** DOCUMENT EXCERPT follows **

What you probably don't realize is that the alcohol you consume interferes with the breakdown of dietary fats and stimulates endogenous lipogenesis. In other words, alcohol triggers the body's fat-producing mechanism and inhibits the body's ability to break down and eliminate fat.

Taking garlic is not an excuse to drink. I don't want to see you spending your happy hour sipping margaritas and downing quantities of Kyolic. However, garlic does slow or stop our body's production of fat by breaking down the lipids and enhancing the elimination of various by-products. Garlic also moves lipids from tissue to the bloodstream for eventual removal. Garlic can dramatically reduce the bad consequences of a multitude of dietary "sins." It truly is a good thing.

** End of DOCUMENT EXCERPT **
** SUPPLIED MATERIAL follows **

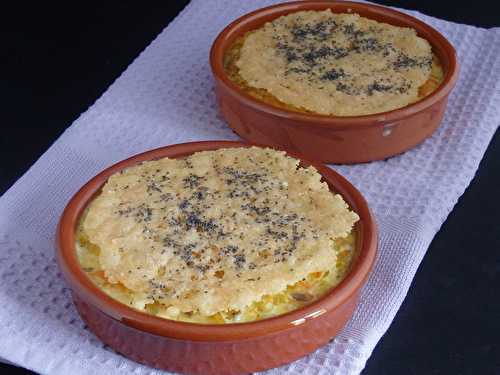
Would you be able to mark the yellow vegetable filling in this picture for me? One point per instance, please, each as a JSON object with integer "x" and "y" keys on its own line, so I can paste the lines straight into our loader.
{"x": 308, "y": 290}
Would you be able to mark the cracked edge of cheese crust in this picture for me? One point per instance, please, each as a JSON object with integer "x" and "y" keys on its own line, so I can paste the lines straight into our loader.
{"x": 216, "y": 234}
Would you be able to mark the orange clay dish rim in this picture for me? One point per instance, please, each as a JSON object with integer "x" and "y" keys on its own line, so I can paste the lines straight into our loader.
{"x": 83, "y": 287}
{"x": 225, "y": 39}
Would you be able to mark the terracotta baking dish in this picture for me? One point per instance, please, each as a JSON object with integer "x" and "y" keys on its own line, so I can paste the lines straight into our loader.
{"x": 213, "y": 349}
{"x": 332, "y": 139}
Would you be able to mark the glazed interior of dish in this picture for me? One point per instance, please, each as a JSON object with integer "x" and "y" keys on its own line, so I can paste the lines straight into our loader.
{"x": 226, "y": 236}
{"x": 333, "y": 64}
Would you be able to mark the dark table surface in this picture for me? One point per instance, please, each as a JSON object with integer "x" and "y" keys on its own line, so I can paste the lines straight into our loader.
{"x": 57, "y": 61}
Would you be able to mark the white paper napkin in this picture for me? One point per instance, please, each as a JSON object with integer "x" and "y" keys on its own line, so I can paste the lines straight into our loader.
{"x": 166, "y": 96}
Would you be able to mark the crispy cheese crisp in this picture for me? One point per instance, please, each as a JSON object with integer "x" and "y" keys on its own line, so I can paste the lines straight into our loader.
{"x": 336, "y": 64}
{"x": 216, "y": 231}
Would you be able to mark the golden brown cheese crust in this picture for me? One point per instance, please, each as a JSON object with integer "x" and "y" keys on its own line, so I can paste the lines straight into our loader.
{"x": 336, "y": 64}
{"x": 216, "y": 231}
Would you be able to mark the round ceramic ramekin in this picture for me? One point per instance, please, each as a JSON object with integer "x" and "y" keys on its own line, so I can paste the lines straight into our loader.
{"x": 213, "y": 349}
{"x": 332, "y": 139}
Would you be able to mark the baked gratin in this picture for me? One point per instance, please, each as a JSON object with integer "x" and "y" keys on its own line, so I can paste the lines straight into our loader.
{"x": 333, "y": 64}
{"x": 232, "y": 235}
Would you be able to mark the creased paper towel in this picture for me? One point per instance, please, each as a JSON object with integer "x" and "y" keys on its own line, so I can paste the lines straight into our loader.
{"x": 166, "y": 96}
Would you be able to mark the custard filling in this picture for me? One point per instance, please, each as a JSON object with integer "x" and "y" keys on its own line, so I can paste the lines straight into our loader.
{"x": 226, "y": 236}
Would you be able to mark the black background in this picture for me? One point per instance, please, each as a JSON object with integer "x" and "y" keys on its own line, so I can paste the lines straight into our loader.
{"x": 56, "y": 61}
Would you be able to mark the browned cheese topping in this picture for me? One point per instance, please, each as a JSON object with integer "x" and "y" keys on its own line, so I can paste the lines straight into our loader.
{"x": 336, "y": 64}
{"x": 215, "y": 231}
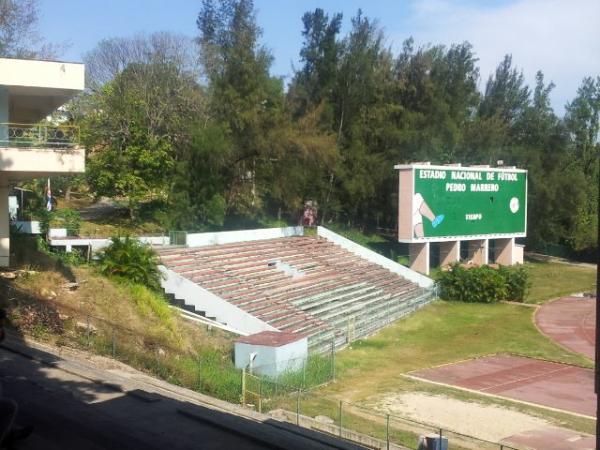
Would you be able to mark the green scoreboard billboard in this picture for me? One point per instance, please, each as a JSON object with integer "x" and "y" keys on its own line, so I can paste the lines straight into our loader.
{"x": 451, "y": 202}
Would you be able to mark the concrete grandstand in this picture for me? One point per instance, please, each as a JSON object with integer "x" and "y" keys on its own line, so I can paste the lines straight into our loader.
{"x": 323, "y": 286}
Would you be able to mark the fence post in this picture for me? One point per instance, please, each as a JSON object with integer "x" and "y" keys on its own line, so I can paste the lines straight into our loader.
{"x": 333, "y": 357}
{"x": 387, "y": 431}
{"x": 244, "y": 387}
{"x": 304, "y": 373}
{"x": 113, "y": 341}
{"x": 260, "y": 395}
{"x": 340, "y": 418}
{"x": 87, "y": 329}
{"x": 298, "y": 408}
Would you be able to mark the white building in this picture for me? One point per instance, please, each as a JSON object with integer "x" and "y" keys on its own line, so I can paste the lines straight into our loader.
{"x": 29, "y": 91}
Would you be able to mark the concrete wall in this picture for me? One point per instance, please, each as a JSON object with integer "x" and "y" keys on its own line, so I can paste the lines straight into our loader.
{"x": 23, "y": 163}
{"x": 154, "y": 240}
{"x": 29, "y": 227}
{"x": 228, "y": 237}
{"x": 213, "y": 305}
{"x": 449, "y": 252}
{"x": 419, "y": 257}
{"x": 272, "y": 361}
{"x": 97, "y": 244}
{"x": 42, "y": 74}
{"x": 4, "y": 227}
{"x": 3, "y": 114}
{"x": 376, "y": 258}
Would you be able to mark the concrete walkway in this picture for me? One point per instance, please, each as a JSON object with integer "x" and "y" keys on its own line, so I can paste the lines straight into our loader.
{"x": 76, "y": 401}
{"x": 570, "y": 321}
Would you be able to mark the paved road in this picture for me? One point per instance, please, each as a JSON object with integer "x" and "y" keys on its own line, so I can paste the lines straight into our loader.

** End of SUPPLIED MATERIAL **

_TASK SET_
(a) Transcribe the passage on alcohol, garlic, and body fat, starting at "What you probably" and ending at "and eliminate fat.".
(b) In the passage on alcohol, garlic, and body fat, condense the paragraph beginning "Taking garlic is not an excuse to drink" into a shorter version that keeps its main facts.
(c) Take the passage on alcohol, garlic, and body fat further, beginning after its final sentence.
None of the records are needed for this work.

_TASK-BY-TASK RESULTS_
(a)
What you probably don't realize is that the alcohol you consume interferes with the breakdown of dietary fats and stimulates endogenous lipogenesis. In other words, alcohol triggers the body's fat-producing mechanism and inhibits the body's ability to break down and eliminate fat.

(b) Garlic doesn't excuse drinking. It does slow or stop the body's fat production by breaking down lipids and helping eliminate their by-products. It also moves lipids from tissue into the bloodstream so they can be removed, which can greatly lessen the harm of many dietary "sins."

(c)
Perhaps one of the most promising findings of research on the use of garlic has come in the field of cancer. The Memorial Sloan-Kettering Cancer Center in New York has found that garlic inhibits the growth of cancer cells in the laboratory. And in a study of colon cancer conducted at the M. D. Anderson Hospital in Houston, Dr. Michael Wargovich determined that diallyl sulfide, a major component of garlic, reduced the growth of colon cancer in mice. A related experiment showed that diallyl sulfide may prevent cancer of the esophagus and help in preventing prostate cancer in some individuals.

The experiments have been thorough and the results encouraging. Garlic is gradually proving to be an effective treatment for cancer as well as a preventive, and is now being tried, in conjunction with other treatments, on immune-system disorders like AIDS. Laboratory results are consistently positive, and trials on humans show similar findings, though they are not yet far enough along for garlic to be stipulated as a treatment. However, as I said at the start of this chapter, if I had to take just one supplement for my health, it would be Kyolic garlic.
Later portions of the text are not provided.